Problem details | Please copy every one of the rows below, reproducing each line character for character.

Task inputs |
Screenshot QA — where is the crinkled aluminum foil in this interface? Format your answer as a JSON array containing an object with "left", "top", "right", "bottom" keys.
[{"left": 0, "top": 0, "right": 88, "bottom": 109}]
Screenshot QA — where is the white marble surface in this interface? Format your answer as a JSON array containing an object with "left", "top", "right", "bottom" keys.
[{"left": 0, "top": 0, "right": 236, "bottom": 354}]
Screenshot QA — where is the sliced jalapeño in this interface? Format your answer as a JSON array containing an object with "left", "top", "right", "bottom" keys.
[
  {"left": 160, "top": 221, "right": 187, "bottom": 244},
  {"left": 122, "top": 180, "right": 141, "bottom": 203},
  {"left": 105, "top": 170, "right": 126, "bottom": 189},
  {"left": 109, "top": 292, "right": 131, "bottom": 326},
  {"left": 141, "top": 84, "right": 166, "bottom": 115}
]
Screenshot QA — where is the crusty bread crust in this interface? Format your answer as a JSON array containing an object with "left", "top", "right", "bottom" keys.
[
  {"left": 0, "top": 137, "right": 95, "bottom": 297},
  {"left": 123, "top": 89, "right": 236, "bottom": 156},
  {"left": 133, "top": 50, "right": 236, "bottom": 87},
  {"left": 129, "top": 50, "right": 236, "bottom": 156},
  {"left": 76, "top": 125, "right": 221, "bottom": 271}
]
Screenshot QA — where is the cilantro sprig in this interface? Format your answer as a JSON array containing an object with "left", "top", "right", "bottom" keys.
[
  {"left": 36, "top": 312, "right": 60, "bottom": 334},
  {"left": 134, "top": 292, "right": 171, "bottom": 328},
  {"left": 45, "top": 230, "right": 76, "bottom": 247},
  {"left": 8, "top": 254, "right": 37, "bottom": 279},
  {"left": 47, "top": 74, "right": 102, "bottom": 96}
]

Problem solution |
Screenshot QA — where is the crinkled aluminum foil in this interface? Format your answer as a JSON array containing an object with "left", "top", "right", "bottom" keys.
[{"left": 0, "top": 0, "right": 88, "bottom": 109}]
Screenshot QA — where is the white marble surface in this interface? Format your answer as a JSON array containing an object with "left", "top", "right", "bottom" keys.
[{"left": 0, "top": 0, "right": 236, "bottom": 354}]
Screenshot QA — where is the sliced jalapeño in this interface? Format your answer as a JSON array containing an object with "left", "top", "right", "bottom" keys.
[
  {"left": 160, "top": 221, "right": 187, "bottom": 244},
  {"left": 122, "top": 180, "right": 141, "bottom": 203},
  {"left": 105, "top": 170, "right": 126, "bottom": 189},
  {"left": 109, "top": 292, "right": 131, "bottom": 326},
  {"left": 141, "top": 84, "right": 166, "bottom": 115}
]
Screenshot QA — where is the crusty bread crust in this interface? Format your answer as a JSON array containing an object with "left", "top", "right", "bottom" keys.
[
  {"left": 0, "top": 137, "right": 95, "bottom": 297},
  {"left": 123, "top": 89, "right": 236, "bottom": 156},
  {"left": 133, "top": 50, "right": 236, "bottom": 87},
  {"left": 129, "top": 50, "right": 236, "bottom": 156},
  {"left": 76, "top": 125, "right": 221, "bottom": 271}
]
Screenshot QA — where is the cilantro sprig in this interface? Format your answer as a JSON array containing an object with "left", "top", "right", "bottom" keys.
[
  {"left": 36, "top": 312, "right": 60, "bottom": 334},
  {"left": 134, "top": 292, "right": 171, "bottom": 328},
  {"left": 45, "top": 230, "right": 76, "bottom": 247},
  {"left": 8, "top": 254, "right": 37, "bottom": 279},
  {"left": 47, "top": 74, "right": 102, "bottom": 96}
]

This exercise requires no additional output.